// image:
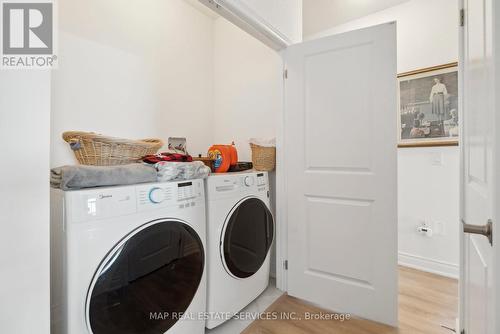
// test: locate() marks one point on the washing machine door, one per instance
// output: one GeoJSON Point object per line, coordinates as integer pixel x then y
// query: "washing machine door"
{"type": "Point", "coordinates": [151, 276]}
{"type": "Point", "coordinates": [247, 237]}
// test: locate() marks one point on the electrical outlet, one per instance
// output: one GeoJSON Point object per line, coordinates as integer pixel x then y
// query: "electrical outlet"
{"type": "Point", "coordinates": [439, 228]}
{"type": "Point", "coordinates": [436, 159]}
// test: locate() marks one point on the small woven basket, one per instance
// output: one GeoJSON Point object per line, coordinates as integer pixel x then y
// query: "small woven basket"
{"type": "Point", "coordinates": [263, 158]}
{"type": "Point", "coordinates": [98, 150]}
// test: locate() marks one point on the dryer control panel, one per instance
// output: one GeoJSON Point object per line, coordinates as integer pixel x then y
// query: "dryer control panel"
{"type": "Point", "coordinates": [237, 184]}
{"type": "Point", "coordinates": [182, 194]}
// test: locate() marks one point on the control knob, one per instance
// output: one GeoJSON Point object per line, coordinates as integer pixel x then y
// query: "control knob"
{"type": "Point", "coordinates": [156, 195]}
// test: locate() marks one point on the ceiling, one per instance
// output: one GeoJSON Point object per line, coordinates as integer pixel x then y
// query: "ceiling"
{"type": "Point", "coordinates": [320, 15]}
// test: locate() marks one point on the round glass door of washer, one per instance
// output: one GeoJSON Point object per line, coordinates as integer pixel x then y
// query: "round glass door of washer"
{"type": "Point", "coordinates": [247, 237]}
{"type": "Point", "coordinates": [148, 277]}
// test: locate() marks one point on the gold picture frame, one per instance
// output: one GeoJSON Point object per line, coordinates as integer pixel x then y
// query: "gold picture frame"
{"type": "Point", "coordinates": [428, 107]}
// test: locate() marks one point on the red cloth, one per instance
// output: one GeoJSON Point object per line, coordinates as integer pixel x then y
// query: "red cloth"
{"type": "Point", "coordinates": [165, 156]}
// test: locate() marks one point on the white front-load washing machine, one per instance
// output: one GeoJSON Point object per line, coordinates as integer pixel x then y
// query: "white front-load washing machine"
{"type": "Point", "coordinates": [129, 259]}
{"type": "Point", "coordinates": [240, 230]}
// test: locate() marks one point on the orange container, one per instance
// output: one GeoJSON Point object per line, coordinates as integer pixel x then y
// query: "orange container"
{"type": "Point", "coordinates": [224, 156]}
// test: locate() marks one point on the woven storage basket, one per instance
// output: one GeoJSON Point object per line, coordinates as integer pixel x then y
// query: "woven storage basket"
{"type": "Point", "coordinates": [263, 158]}
{"type": "Point", "coordinates": [98, 150]}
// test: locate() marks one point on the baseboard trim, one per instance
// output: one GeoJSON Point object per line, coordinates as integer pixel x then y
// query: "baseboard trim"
{"type": "Point", "coordinates": [429, 265]}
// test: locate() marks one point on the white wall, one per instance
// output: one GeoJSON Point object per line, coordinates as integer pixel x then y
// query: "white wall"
{"type": "Point", "coordinates": [427, 36]}
{"type": "Point", "coordinates": [24, 201]}
{"type": "Point", "coordinates": [247, 94]}
{"type": "Point", "coordinates": [133, 69]}
{"type": "Point", "coordinates": [247, 81]}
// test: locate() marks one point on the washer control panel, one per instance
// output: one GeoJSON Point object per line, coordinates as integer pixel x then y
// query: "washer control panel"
{"type": "Point", "coordinates": [169, 194]}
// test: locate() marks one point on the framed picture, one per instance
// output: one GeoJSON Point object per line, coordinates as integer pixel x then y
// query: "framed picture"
{"type": "Point", "coordinates": [428, 107]}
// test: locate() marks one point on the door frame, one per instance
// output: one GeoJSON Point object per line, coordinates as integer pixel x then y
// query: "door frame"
{"type": "Point", "coordinates": [461, 240]}
{"type": "Point", "coordinates": [461, 321]}
{"type": "Point", "coordinates": [281, 189]}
....................
EXERCISE REQUIREMENTS >> Output each line of the listing above as a numbered list, skipping blank lines and leaving out the pictures.

REPLY >>
1. // image:
2. // test: locate() marks one point on the washing machine door, one per instance
3. // output: one GeoJSON Point object per line, coordinates as integer pixel x then y
4. // query: "washing machine door"
5. {"type": "Point", "coordinates": [151, 276]}
6. {"type": "Point", "coordinates": [247, 237]}
7. // test: locate() marks one point on the electrical outlet, one per instance
8. // output: one GeoJSON Point object per line, coordinates as integer pixel x then y
9. // query: "electrical outlet"
10. {"type": "Point", "coordinates": [439, 228]}
11. {"type": "Point", "coordinates": [436, 159]}
12. // test: locate() marks one point on the small woven basket, one per instance
13. // output: one GeoJSON Point object per line, coordinates as integer pixel x then y
14. // query: "small woven basket"
15. {"type": "Point", "coordinates": [263, 158]}
16. {"type": "Point", "coordinates": [98, 150]}
17. // test: locate() marks one point on the dryer control panel, one per instance
18. // output: one GeoJSON Point object per line, coordinates as integer pixel x then y
19. // query: "dryer control panel"
20. {"type": "Point", "coordinates": [237, 184]}
21. {"type": "Point", "coordinates": [182, 194]}
22. // test: locate() marks one point on the control knob, one per instance
23. // output: one GeoJSON Point object per line, coordinates as integer pixel x then y
24. // query: "control knob"
25. {"type": "Point", "coordinates": [156, 195]}
26. // test: locate() marks one point on the ceiling, one per instance
27. // output: one GeoJSON Point object per line, coordinates as integer pixel x then y
28. // query: "ceiling"
29. {"type": "Point", "coordinates": [320, 15]}
30. // test: locate() marks one point on the round glass door of washer, one per instance
31. // output: one GeoJSON Point object per line, coordinates as integer pixel x then y
32. // query: "round glass door of washer"
33. {"type": "Point", "coordinates": [247, 237]}
34. {"type": "Point", "coordinates": [148, 277]}
35. // test: locate() marks one point on the gold picture frame, one per instance
36. // output: one GeoJSON Point object per line, coordinates as integer pixel x then y
37. // query: "gold picture frame"
38. {"type": "Point", "coordinates": [428, 107]}
39. // test: locate() marks one point on the red cloth, one per instance
40. // output: one GeoJSON Point object per line, coordinates as integer pixel x then y
41. // query: "red cloth"
42. {"type": "Point", "coordinates": [165, 156]}
43. // test: locate() marks one point on the white front-load washing machine, one per instance
44. // output: one GeoJSON Point object per line, coordinates as integer pixel x then y
45. // query: "white front-load washing machine"
46. {"type": "Point", "coordinates": [129, 259]}
47. {"type": "Point", "coordinates": [240, 230]}
48. // test: locate() marks one point on the orange container, one per instance
49. // output: one GeoJSON Point object per line, coordinates as integer pixel x then y
50. // query: "orange container"
51. {"type": "Point", "coordinates": [224, 156]}
52. // test: locate() marks one point on the woven storage basket, one per instance
53. // output: one GeoJSON Point object per line, coordinates as integer pixel x then y
54. // query: "woven storage basket"
55. {"type": "Point", "coordinates": [263, 158]}
56. {"type": "Point", "coordinates": [98, 150]}
57. // test: locate() marks one point on the baseboard trim, one per instance
58. // output: one GeoJSON Point object per line, coordinates as integer pixel x then y
59. // query: "baseboard trim"
60. {"type": "Point", "coordinates": [429, 265]}
61. // test: locate() marks one point on the white wall, one per instance
62. // output: one GeoJSON Point object per line, coordinates as integer pixel x then y
63. // query: "white wall"
64. {"type": "Point", "coordinates": [427, 36]}
65. {"type": "Point", "coordinates": [24, 201]}
66. {"type": "Point", "coordinates": [247, 94]}
67. {"type": "Point", "coordinates": [133, 69]}
68. {"type": "Point", "coordinates": [247, 81]}
69. // test: locate() marks one point on the washer control panel, one per instance
70. // output: one GeoJSON Point object per line, coordinates as integer pixel x then y
71. // query: "washer control panel"
72. {"type": "Point", "coordinates": [169, 194]}
73. // test: locate() marks one point on the framed picture, one per instance
74. // output: one GeoJSON Point object per line, coordinates as integer pixel x then y
75. // query: "framed picture"
76. {"type": "Point", "coordinates": [428, 107]}
77. // test: locate() marks one point on the door frame, one per instance
78. // output: one GeoJSON Point object per line, coordinates as integer pixel x then y
79. // query: "door frame"
80. {"type": "Point", "coordinates": [461, 240]}
81. {"type": "Point", "coordinates": [461, 321]}
82. {"type": "Point", "coordinates": [281, 189]}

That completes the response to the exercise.